**READING TEXT**
Domingo de Lucía
El Anexo. Caracas
The story of carmine red is associated to sex, violence and political struggles. Also to war and drama. The humble cochineal (Dactylopius coccus) that produces it was always alien to the passions it generated. In the 16th century, the Spanish Conquistadores took this pigment of Mexican origin to Europe, where it became the symbol of kings, popes and power.
Domingo de Lucía (Italy, 1950) is an artist, but he also produces industrial elements for artistic painting. For this reason, he has studied the different color states, especially that of carmine red. The point of departure for his research hes been the so-called “standard red”, known by the abbreviation Std which gives origin to the title of the exhibition. He observed that as a result of the disintegration of external elements related to pollutants color gradually becomes degraded and eventually disappears. The action of bacteria certainly “eliminates” the colorant.

**DATA FOR REVIEW**
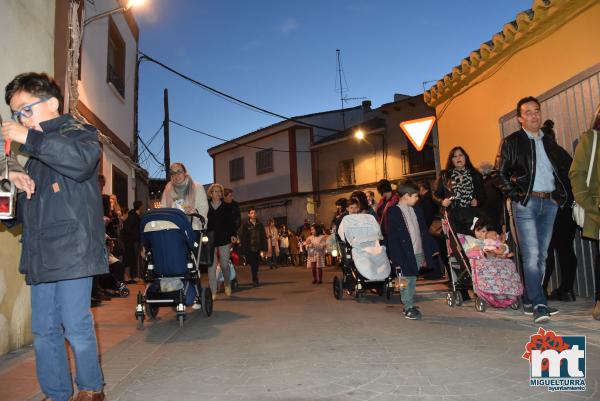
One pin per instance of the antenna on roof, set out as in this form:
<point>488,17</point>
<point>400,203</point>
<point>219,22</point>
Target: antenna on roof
<point>341,85</point>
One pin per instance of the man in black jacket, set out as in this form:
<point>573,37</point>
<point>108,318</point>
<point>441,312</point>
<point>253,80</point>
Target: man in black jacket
<point>63,233</point>
<point>530,174</point>
<point>254,242</point>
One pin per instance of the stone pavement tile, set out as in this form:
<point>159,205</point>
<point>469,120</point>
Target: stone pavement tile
<point>362,394</point>
<point>330,389</point>
<point>406,390</point>
<point>432,390</point>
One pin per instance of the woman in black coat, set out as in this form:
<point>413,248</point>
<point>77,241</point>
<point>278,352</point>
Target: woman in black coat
<point>460,189</point>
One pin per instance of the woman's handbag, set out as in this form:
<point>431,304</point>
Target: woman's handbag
<point>436,228</point>
<point>578,211</point>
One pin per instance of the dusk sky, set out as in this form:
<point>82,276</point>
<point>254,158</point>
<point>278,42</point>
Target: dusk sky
<point>281,56</point>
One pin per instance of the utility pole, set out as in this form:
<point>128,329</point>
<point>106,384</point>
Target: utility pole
<point>166,132</point>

**TASK DESCRIPTION**
Decide whether each statement agrees with the text on carmine red, answering yes or no and quoting the words of the text that decide it. 1. The cochineal was always alien to the passions its pigment generated. 2. Domingo de Lucía was born in Mexico. 3. The title of the exhibition comes from the abbreviation for "standard red." The lines have nothing to do with what is asked here.

**COMPLETED TASK**
1. Yes: "The humble cochineal (Dactylopius coccus) that produces it was always alien to the passions it generated."
2. No: "Domingo de Lucía (Italy, 1950)"
3. Yes: "known by the abbreviation Std which gives origin to the title of the exhibition"